### Data listing
BEGIN

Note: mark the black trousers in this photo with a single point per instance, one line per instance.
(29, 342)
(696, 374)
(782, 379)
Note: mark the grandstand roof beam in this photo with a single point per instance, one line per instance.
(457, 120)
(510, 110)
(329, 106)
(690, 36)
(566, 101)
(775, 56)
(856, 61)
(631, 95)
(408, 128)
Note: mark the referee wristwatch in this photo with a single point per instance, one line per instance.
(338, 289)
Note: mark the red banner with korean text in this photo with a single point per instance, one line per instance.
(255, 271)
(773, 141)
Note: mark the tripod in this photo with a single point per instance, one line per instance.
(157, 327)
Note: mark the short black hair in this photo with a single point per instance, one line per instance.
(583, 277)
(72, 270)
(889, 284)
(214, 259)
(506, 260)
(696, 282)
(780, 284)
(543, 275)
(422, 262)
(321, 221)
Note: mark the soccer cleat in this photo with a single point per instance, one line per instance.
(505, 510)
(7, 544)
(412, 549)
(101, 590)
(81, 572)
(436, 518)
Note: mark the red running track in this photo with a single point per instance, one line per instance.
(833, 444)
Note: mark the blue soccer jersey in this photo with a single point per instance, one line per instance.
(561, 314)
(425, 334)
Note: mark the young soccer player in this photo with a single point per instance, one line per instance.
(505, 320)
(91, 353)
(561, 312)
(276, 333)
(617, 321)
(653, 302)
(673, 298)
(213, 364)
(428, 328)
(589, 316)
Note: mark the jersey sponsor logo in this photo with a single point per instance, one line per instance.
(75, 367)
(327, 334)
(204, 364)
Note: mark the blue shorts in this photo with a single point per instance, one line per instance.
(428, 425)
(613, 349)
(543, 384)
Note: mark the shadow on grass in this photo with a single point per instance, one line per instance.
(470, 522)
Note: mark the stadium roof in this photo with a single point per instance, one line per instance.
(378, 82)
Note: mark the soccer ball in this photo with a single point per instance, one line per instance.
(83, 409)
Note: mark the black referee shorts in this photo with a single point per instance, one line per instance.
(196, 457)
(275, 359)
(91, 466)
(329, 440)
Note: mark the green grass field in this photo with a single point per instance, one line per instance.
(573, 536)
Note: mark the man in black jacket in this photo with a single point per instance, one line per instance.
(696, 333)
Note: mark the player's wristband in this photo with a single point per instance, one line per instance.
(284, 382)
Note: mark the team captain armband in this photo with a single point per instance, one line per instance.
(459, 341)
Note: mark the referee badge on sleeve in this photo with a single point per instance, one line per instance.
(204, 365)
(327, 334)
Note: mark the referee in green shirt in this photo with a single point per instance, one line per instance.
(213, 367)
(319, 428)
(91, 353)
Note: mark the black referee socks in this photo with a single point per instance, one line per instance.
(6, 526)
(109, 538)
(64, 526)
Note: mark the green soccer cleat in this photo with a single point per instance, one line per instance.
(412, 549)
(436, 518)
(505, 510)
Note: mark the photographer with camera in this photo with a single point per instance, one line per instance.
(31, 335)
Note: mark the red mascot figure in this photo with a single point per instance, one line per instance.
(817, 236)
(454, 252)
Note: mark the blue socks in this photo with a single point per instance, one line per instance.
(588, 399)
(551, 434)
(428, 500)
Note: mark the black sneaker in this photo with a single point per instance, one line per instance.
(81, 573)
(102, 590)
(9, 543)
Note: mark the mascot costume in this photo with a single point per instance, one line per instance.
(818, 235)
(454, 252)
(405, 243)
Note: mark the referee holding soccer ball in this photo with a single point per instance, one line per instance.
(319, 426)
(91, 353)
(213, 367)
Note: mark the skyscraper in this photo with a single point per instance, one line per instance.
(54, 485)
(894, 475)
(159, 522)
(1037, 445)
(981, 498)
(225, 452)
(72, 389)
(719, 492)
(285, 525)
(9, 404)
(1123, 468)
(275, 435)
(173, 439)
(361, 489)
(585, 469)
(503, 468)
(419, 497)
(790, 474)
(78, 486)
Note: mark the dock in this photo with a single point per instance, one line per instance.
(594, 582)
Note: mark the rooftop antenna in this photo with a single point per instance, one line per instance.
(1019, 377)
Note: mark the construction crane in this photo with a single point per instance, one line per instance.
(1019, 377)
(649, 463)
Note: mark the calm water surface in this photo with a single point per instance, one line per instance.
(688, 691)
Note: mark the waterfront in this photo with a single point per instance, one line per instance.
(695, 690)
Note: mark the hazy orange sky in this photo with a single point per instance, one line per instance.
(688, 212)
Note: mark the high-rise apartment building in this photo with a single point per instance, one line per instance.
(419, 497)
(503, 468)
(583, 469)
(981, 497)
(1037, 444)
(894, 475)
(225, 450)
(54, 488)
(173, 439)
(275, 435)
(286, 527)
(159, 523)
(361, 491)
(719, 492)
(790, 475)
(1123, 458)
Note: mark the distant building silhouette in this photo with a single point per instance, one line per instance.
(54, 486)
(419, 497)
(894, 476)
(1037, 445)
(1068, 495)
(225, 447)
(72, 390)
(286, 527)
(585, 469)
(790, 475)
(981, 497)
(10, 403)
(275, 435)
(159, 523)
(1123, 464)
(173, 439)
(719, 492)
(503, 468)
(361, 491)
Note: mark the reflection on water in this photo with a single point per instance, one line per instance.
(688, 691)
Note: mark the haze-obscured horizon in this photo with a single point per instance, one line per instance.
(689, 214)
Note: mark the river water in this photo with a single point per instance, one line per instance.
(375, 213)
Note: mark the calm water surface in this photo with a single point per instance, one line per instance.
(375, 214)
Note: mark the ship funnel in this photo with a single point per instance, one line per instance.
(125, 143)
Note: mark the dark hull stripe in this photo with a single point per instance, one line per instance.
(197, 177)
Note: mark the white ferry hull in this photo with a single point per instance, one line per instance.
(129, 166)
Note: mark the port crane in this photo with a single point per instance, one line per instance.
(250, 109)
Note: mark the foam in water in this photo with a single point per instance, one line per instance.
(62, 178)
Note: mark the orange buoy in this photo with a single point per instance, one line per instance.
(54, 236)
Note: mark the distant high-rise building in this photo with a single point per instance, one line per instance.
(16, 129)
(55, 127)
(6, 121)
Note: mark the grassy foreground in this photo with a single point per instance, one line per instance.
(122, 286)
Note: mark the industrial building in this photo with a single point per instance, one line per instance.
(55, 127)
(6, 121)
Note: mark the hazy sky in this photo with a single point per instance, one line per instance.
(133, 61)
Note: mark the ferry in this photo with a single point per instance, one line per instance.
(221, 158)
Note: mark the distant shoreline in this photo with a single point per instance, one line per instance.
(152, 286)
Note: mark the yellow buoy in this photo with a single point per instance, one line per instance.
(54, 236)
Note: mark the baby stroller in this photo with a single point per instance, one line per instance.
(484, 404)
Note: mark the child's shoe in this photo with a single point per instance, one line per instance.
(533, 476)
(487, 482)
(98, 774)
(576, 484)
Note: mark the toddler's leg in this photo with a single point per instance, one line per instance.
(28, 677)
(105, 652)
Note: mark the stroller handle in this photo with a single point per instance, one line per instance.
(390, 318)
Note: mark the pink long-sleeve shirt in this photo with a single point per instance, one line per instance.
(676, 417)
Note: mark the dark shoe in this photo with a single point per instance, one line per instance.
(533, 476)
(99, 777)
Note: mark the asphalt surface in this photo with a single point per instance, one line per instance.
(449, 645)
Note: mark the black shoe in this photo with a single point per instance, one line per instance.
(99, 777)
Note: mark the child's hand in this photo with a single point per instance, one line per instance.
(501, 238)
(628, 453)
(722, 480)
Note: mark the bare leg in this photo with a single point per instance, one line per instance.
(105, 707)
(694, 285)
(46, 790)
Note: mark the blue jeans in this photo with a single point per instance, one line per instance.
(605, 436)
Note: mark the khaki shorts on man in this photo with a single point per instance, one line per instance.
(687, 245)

END

Render every line of the material above as a Markdown table with the columns Row and Line, numbering each row and omitting blank lines.

### Solution for this exercise
| Row | Line |
|---|---|
| 1 | Note: mark the black trousers in this photo with a single point per instance, one line per instance. |
| 2 | (29, 342) |
| 3 | (696, 374) |
| 4 | (782, 379) |
| 5 | Note: mark the grandstand roof beam in this photo with a single point per instance, one line per instance. |
| 6 | (457, 120) |
| 7 | (510, 110) |
| 8 | (329, 106) |
| 9 | (690, 36) |
| 10 | (566, 101) |
| 11 | (775, 56) |
| 12 | (856, 61) |
| 13 | (631, 95) |
| 14 | (408, 128) |
| 15 | Note: mark the referee wristwatch in this photo with a single point per instance, one line per instance. |
| 16 | (338, 289) |
| 17 | Note: mark the red banner with korean text in this photo with a single point per instance, one line per instance. |
| 18 | (255, 271) |
| 19 | (773, 141) |
| 20 | Note: mark the tripod in this photo with a single point per instance, one line per instance. |
| 21 | (157, 327) |
| 22 | Note: mark the short black hair in this photo with a single point per instance, one line per instance. |
| 23 | (583, 277) |
| 24 | (72, 270) |
| 25 | (889, 284) |
| 26 | (214, 259) |
| 27 | (506, 260) |
| 28 | (696, 282) |
| 29 | (780, 284) |
| 30 | (543, 275) |
| 31 | (422, 262) |
| 32 | (321, 221) |
| 33 | Note: mark the soccer cleat in this photo with a single point per instance, one line per instance. |
| 34 | (505, 510) |
| 35 | (7, 544) |
| 36 | (412, 549) |
| 37 | (101, 590) |
| 38 | (81, 572) |
| 39 | (436, 518) |
| 40 | Note: mark the red running track in this photo with a single point per instance, one line per instance. |
| 41 | (833, 444) |
| 42 | Note: mark the blue soccer jersey in this photo with a single point per instance, one line per instance. |
| 43 | (561, 314) |
| 44 | (425, 334) |
| 45 | Note: mark the young soccer player in this photo with a single point per instance, one line per instance. |
| 46 | (505, 320) |
| 47 | (91, 353) |
| 48 | (561, 312) |
| 49 | (276, 333) |
| 50 | (617, 321) |
| 51 | (653, 302) |
| 52 | (673, 298) |
| 53 | (213, 364) |
| 54 | (428, 328) |
| 55 | (589, 316) |
| 56 | Note: mark the jersey sponsor logo in this photo with a single point per instance, one line per instance. |
| 57 | (75, 367) |
| 58 | (327, 334) |
| 59 | (204, 364) |
| 60 | Note: mark the blue shorts in this photo with a single point per instance, one line per instance. |
| 61 | (428, 425) |
| 62 | (613, 349) |
| 63 | (543, 384) |
| 64 | Note: mark the shadow on grass in this photo with a single point per instance, one line per instance. |
| 65 | (470, 522) |
| 66 | Note: mark the stadium roof in this photo with a single point per instance, one line per instance. |
| 67 | (378, 82) |
| 68 | Note: mark the soccer ball in this photo with a single point per instance, one line per instance. |
| 69 | (83, 409) |
| 70 | Note: mark the black referee shorts in this photo with a single point per instance, one line per instance. |
| 71 | (196, 457) |
| 72 | (275, 359) |
| 73 | (91, 466) |
| 74 | (329, 440) |
| 75 | Note: mark the green grass field in this photo with a single point per instance, one line per instance. |
| 76 | (573, 536) |
| 77 | Note: mark the man in black jacket in this photo with a single point per instance, one line per instance. |
| 78 | (696, 333) |
| 79 | Note: mark the player's wristband in this photo with a single point per instance, one line per instance. |
| 80 | (284, 382) |
| 81 | Note: mark the team captain armband in this photo with a single point per instance, one line per instance. |
| 82 | (459, 341) |
| 83 | Note: mark the referee badge on sleeve in this photo with a single point per instance, one line per instance. |
| 84 | (204, 365) |
| 85 | (327, 334) |
| 86 | Note: mark the referee in green shirt in this photo with a single point per instance, one line per instance. |
| 87 | (213, 367) |
| 88 | (319, 428) |
| 89 | (91, 353) |
| 90 | Note: mark the black referee socks in this photo with a single point per instance, one line per instance. |
| 91 | (6, 526) |
| 92 | (109, 538) |
| 93 | (64, 526) |
| 94 | Note: mark the green soccer cleat in this photo with a single point per instance, one line per instance. |
| 95 | (412, 549) |
| 96 | (436, 518) |
| 97 | (505, 510) |
| 98 | Note: mark the photographer with camera in this photo with a single point per instance, one line per instance. |
| 99 | (31, 335) |
| 100 | Note: mark the red mascot figure in this photo with a single point per instance, one line per instance. |
| 101 | (817, 236) |
| 102 | (454, 252) |
| 103 | Note: mark the blue socks in this photo with a single point per instance, one line per instance. |
| 104 | (588, 399) |
| 105 | (551, 434) |
| 106 | (428, 500) |
| 107 | Note: mark the black sneaker in this photo with a single point per instance, one line per instance. |
| 108 | (81, 573) |
| 109 | (102, 590) |
| 110 | (9, 543) |
| 111 | Note: mark the mascot costume in this photo with a single point per instance, one line per instance. |
| 112 | (818, 235) |
| 113 | (454, 252) |
| 114 | (405, 243) |
| 115 | Note: mark the referee holding soccer ball in this photo with a single point per instance, one line per instance. |
| 116 | (319, 426) |
| 117 | (91, 353) |
| 118 | (213, 367) |
| 119 | Note: mark the skyscraper in this photo with a single point per instance, one line per instance. |
| 120 | (54, 485) |
| 121 | (894, 475) |
| 122 | (159, 522) |
| 123 | (1037, 445) |
| 124 | (981, 498) |
| 125 | (225, 452) |
| 126 | (72, 389) |
| 127 | (719, 492) |
| 128 | (285, 525) |
| 129 | (9, 404) |
| 130 | (1123, 468) |
| 131 | (275, 435) |
| 132 | (173, 439) |
| 133 | (361, 489) |
| 134 | (585, 469) |
| 135 | (503, 468) |
| 136 | (419, 497) |
| 137 | (790, 474) |
| 138 | (78, 486) |
| 139 | Note: mark the dock in this photo with a single point per instance, one line per instance. |
| 140 | (594, 582) |
| 141 | Note: mark the rooftop antenna in this photo with a single point per instance, one line per instance. |
| 142 | (1019, 377) |
| 143 | Note: mark the construction crane in this photo with a single point per instance, one line per instance. |
| 144 | (1019, 377) |
| 145 | (649, 463) |
| 146 | Note: mark the calm water surface in this photo with a single point per instance, one line per instance. |
| 147 | (688, 691) |
| 148 | Note: mark the waterfront in this photo with a single point per instance, one line per instance. |
| 149 | (695, 690) |
| 150 | Note: mark the hazy orange sky in this photo with a single point per instance, one line per instance. |
| 151 | (688, 212) |
| 152 | Note: mark the high-rise apartment building in this photo with a single point per instance, one line per instance. |
| 153 | (419, 497) |
| 154 | (503, 468) |
| 155 | (583, 469) |
| 156 | (981, 497) |
| 157 | (1037, 444) |
| 158 | (894, 475) |
| 159 | (225, 450) |
| 160 | (54, 488) |
| 161 | (173, 439) |
| 162 | (275, 435) |
| 163 | (286, 527) |
| 164 | (159, 523) |
| 165 | (361, 491) |
| 166 | (719, 492) |
| 167 | (790, 475) |
| 168 | (1123, 458) |
| 169 | Note: mark the distant building silhouette in this photo with a single point per instance, one line per instance. |
| 170 | (54, 486) |
| 171 | (419, 497) |
| 172 | (894, 476) |
| 173 | (1037, 445) |
| 174 | (1068, 495) |
| 175 | (225, 447) |
| 176 | (72, 390) |
| 177 | (286, 527) |
| 178 | (585, 469) |
| 179 | (790, 475) |
| 180 | (981, 497) |
| 181 | (10, 403) |
| 182 | (275, 435) |
| 183 | (159, 523) |
| 184 | (1123, 464) |
| 185 | (173, 439) |
| 186 | (719, 492) |
| 187 | (503, 468) |
| 188 | (361, 491) |
| 189 | Note: mark the reflection on water in this photo with a single point per instance, one line per instance. |
| 190 | (688, 691) |
| 191 | Note: mark the haze-obscured horizon in this photo with a single point per instance, one line per instance. |
| 192 | (689, 214) |
| 193 | Note: mark the river water in this photo with a single point per instance, one line per instance. |
| 194 | (375, 213) |
| 195 | Note: mark the calm water surface in this photo with a single point per instance, one line per instance. |
| 196 | (375, 214) |
| 197 | Note: mark the ship funnel in this photo with a single point per instance, one line per instance. |
| 198 | (125, 143) |
| 199 | Note: mark the dark hull stripe in this photo with a single point per instance, one line per instance. |
| 200 | (197, 177) |
| 201 | Note: mark the white ferry hull in this photo with a single point per instance, one line per instance. |
| 202 | (129, 166) |
| 203 | Note: mark the port crane in this photo with a single point per instance, one line per instance. |
| 204 | (250, 109) |
| 205 | Note: mark the foam in water in this photo with a single point per instance, one line per instance. |
| 206 | (62, 178) |
| 207 | Note: mark the orange buoy in this photo with a single point per instance, one line per instance. |
| 208 | (54, 236) |
| 209 | Note: mark the distant high-rise building in this photo with a single point per instance, one line per instance. |
| 210 | (16, 129) |
| 211 | (55, 127) |
| 212 | (6, 121) |
| 213 | Note: mark the grassy foreground in this photo with a single point per instance, one line per instance. |
| 214 | (122, 286) |
| 215 | Note: mark the industrial building in this photo with a single point per instance, one line per instance. |
| 216 | (55, 127) |
| 217 | (6, 121) |
| 218 | Note: mark the hazy sky in this photo with a single point per instance, one line per instance. |
| 219 | (133, 61) |
| 220 | Note: mark the ferry in this photo with a single point per instance, one line per instance. |
| 221 | (221, 158) |
| 222 | Note: mark the distant shoreline in this photo with a single point per instance, one line per instance. |
| 223 | (152, 286) |
| 224 | Note: mark the yellow buoy in this photo with a single point per instance, one line per instance. |
| 225 | (54, 236) |
| 226 | Note: mark the baby stroller in this photo with a single point per instance, one line per instance. |
| 227 | (484, 404) |
| 228 | Note: mark the child's shoe in this photo with a single point per instance, one line per instance. |
| 229 | (533, 476) |
| 230 | (487, 482) |
| 231 | (98, 774) |
| 232 | (576, 484) |
| 233 | Note: mark the toddler's leg in this photo with a single point per instance, one line per instance. |
| 234 | (28, 677) |
| 235 | (105, 652) |
| 236 | Note: mark the stroller handle in this photo with a single point per instance, one line per instance. |
| 237 | (390, 318) |
| 238 | Note: mark the pink long-sleeve shirt in this photo with a single point per instance, one line per instance. |
| 239 | (676, 417) |
| 240 | Note: mark the dark shoe in this photo with a single point per instance, one line per instance. |
| 241 | (533, 476) |
| 242 | (99, 777) |
| 243 | Note: mark the asphalt surface in this photo with a single point per instance, one line per instance. |
| 244 | (449, 645) |
| 245 | Note: mark the black shoe in this photo with a single point per instance, one line per instance. |
| 246 | (99, 777) |
| 247 | Note: mark the child's hand in this photo with a single point per instance, one line per instance. |
| 248 | (501, 238) |
| 249 | (628, 453) |
| 250 | (722, 480) |
| 251 | Note: mark the bare leg in this photo with a single point per instance, one line per instance. |
| 252 | (105, 707) |
| 253 | (694, 285) |
| 254 | (46, 790) |
| 255 | Note: mark the blue jeans in this photo with a single point per instance, one line per instance. |
| 256 | (605, 436) |
| 257 | Note: mark the khaki shorts on man in this photo with a single point per instance, one line per instance. |
| 258 | (687, 245) |